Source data
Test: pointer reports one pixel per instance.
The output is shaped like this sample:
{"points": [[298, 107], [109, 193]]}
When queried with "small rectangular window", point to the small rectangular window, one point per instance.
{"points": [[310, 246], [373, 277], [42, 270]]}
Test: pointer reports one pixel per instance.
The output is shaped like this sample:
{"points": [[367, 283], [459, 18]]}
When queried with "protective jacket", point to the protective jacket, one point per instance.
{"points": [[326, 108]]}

* * *

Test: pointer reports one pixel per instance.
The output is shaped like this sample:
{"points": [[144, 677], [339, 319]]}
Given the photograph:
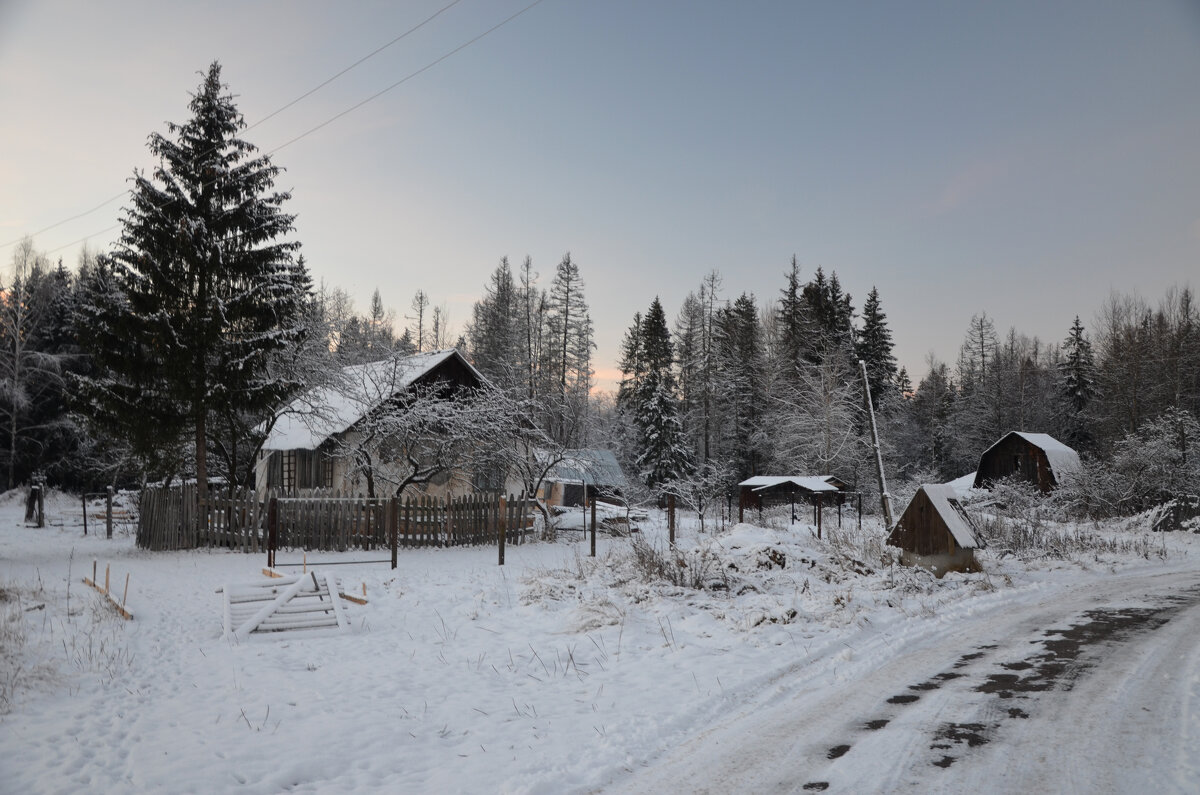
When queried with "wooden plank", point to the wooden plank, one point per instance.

§ REQUEST
Return every line of the records that contains the word "with". Case counts.

§ RESPONSE TO THIS EXERCISE
When queried with "small rectangular window", point to the small rectangular window, one point per instance.
When queried with "protective jacket", point to the protective jacket, one point per instance.
When queried with "wooden plank", point to the wooden plank, one point per instance.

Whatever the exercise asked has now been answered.